Task brief:
Copy out each line below containing "foliage".

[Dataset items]
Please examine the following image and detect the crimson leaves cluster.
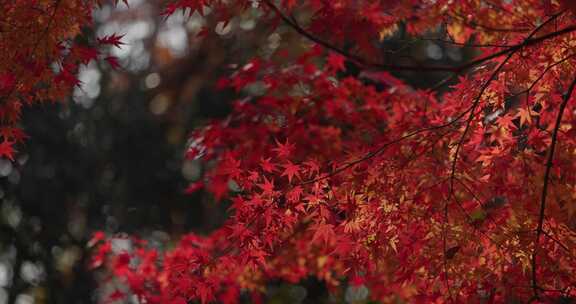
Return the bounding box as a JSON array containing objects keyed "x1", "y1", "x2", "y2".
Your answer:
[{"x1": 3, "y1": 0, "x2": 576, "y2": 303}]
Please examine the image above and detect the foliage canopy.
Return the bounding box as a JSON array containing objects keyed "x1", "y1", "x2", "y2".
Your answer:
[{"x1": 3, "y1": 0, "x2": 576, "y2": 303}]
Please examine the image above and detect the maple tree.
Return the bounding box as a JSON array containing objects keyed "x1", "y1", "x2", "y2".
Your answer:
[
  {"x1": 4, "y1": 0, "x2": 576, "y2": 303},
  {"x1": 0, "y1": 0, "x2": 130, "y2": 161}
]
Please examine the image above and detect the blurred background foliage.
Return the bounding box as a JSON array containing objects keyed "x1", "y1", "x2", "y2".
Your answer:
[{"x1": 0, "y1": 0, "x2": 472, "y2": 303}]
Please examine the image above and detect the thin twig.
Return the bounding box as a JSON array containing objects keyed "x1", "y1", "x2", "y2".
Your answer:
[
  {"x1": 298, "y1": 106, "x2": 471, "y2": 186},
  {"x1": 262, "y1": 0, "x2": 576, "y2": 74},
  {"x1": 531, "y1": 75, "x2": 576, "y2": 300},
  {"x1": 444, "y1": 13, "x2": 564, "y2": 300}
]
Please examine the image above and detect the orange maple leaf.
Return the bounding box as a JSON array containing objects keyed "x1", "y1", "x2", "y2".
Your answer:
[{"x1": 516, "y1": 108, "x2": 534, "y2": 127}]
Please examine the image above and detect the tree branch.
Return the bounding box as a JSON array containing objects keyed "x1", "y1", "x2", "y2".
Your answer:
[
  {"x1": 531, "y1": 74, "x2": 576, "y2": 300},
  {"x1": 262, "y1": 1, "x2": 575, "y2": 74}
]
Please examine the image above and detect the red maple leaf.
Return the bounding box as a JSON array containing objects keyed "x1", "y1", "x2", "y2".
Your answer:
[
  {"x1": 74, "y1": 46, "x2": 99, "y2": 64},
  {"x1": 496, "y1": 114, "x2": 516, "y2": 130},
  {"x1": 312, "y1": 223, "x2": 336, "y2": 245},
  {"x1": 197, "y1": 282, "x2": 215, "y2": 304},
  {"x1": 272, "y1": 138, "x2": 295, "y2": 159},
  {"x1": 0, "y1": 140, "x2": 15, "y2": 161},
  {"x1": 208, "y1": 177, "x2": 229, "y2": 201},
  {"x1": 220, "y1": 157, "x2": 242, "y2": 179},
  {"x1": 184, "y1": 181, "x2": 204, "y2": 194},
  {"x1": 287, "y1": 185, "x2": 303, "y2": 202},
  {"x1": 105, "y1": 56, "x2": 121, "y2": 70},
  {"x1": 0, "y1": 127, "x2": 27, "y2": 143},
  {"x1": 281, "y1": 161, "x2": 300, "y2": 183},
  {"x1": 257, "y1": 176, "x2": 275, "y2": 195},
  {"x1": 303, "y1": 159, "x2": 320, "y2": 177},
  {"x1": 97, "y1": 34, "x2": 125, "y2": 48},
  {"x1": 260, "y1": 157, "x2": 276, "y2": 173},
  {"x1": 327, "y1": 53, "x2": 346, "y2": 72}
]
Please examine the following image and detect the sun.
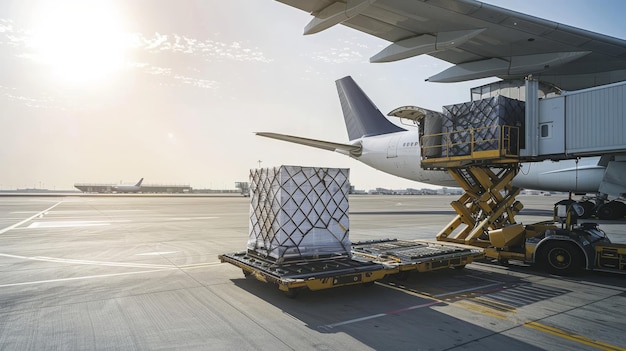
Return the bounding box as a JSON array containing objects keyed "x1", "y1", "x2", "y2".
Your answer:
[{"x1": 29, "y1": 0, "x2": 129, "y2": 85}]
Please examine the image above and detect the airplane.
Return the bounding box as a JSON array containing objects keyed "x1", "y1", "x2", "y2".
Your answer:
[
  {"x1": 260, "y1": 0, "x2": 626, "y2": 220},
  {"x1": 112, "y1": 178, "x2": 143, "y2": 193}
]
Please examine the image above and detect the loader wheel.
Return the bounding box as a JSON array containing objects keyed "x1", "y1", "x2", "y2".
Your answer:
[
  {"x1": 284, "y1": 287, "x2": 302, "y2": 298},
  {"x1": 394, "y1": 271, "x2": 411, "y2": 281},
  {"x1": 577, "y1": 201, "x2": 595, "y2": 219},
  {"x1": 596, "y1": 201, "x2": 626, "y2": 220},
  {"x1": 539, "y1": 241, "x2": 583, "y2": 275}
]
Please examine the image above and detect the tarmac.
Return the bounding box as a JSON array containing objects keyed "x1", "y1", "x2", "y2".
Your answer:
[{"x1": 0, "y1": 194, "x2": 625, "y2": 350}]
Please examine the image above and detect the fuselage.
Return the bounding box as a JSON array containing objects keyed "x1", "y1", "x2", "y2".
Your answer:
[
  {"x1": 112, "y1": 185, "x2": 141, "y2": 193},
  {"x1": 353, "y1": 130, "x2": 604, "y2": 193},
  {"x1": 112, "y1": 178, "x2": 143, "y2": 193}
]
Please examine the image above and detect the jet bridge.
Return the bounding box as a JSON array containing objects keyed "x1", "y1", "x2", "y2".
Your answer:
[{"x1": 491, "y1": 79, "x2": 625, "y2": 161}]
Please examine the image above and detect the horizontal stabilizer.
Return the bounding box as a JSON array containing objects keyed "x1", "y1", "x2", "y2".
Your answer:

Answer:
Please examine the image above and detect the foliage canopy.
Please examine the image above and detect the blurred background foliage.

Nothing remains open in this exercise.